Extracted text
It was the first long-term evaluation of aerosolized hydrogen peroxide to reduce C. difficile infection (CDI) in a clinical setting, according to the Association for Professionals in Infection Control and Epidemiology, which publishes the journal.

Clostridioides difficile
Aerosolized hydrogen peroxide reduces C. difficile infections in hospitals. Source: Adobe Stock.

C. difficile is resistant to temperature changes, hand sanitizers and most disinfectants Christopher L. Truitt, PhD, chief scientific officer at Infection Controls Inc., and colleagues wrote in the new study. It is frequently recovered from both symptomatic and asymptomatic carriers, and patients staying in rooms where the prior occupant had a C. difficile infection are at an increased risk for getting an infection themselves, they explained.

Truitt and colleagues conducted a retrospective analysis of C. difficile rates at Pennsylvania Hospital in Philadelphia — a 475-bed acute care facility — over a 10-year period. For the initial 5 years, they analyzed the before-and-after effects of aerosolized hydrogen peroxide (aHP) added to prevention protocols. Over the next 5 years, they assessed the impact of continued use of aHP on C. difficile rates.

The period before aHP was implemented lasted 27 months, from July 2009 through September 2011. Once implementation began, the study period lasted 33 months, from April 2012 through December 2014. They excluded 6 months of the study period because aHP was not consistently used.

Throughout the study period, there were a total of 192 health care-associated C. difficile infections (HA-CDI). Of those, 120 occurred before the implementation of aHP, with a rate of 4.6 C. difficile infections per 10,000 days. After aHP implementation, there were 72 cases for a rate of 2.7 cases per 10,000 days.

“Our study showed that persistence in utilizing an aerosolized hydrogen peroxide system had a significant impact on reducing C. difficile infections hospitalwide,” Truitt said in a press release.

In the second 5-year portion of the study, the authors reported that the rate of C. difficile infections decreased annually — from 5.4 per 10,000 days in 2015 to 1.4 per 10,000 days in 2019. The standardized infection ratio dropped from 0.77 in 2015 to 0.5 in 2019.

“We report a 41% reduction in HA-CDI rates associated with aHP implementation,” the authors wrote. “To our knowledge, this is the first study showing the effectiveness of aHP in reducing CDI rates in a clinical setting.”

Assignment A
List every infection rate per 10,000 days that the hydrogen peroxide article gives.
Assignment B
Copy the hydrogen peroxide article word for word, starting with "Throughout the study" and going on through "0.5 in 2019.".
The records have nothing to do with the hydrogen peroxide article.

Information
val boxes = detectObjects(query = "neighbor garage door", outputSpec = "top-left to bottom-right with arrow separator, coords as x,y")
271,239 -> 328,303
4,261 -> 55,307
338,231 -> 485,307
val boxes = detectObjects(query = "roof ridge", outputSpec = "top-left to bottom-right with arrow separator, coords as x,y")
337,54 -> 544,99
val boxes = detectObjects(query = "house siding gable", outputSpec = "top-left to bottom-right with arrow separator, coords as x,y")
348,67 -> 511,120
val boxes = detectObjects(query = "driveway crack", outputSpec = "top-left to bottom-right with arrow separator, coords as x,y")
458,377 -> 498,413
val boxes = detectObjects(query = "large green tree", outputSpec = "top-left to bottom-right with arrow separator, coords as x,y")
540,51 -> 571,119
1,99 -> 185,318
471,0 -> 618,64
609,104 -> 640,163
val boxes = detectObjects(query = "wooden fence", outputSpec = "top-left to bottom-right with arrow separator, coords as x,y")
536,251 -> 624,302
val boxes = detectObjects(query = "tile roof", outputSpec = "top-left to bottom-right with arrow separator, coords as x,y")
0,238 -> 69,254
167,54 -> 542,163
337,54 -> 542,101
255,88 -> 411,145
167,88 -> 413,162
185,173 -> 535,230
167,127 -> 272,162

Written answer A
- 4.6 per 10,000 days (before aHP implementation)
- 2.7 per 10,000 days (after aHP implementation)
- 5.4 per 10,000 days (2015)
- 1.4 per 10,000 days (2019)

Written answer B
Throughout the study period, there were a total of 192 health care-associated C. difficile infections (HA-CDI). Of those, 120 occurred before the implementation of aHP, with a rate of 4.6 C. difficile infections per 10,000 days. After aHP implementation, there were 72 cases for a rate of 2.7 cases per 10,000 days.

“Our study showed that persistence in utilizing an aerosolized hydrogen peroxide system had a significant impact on reducing C. difficile infections hospitalwide,” Truitt said in a press release.

In the second 5-year portion of the study, the authors reported that the rate of C. difficile infections decreased annually — from 5.4 per 10,000 days in 2015 to 1.4 per 10,000 days in 2019. The standardized infection ratio dropped from 0.77 in 2015 to 0.5 in 2019.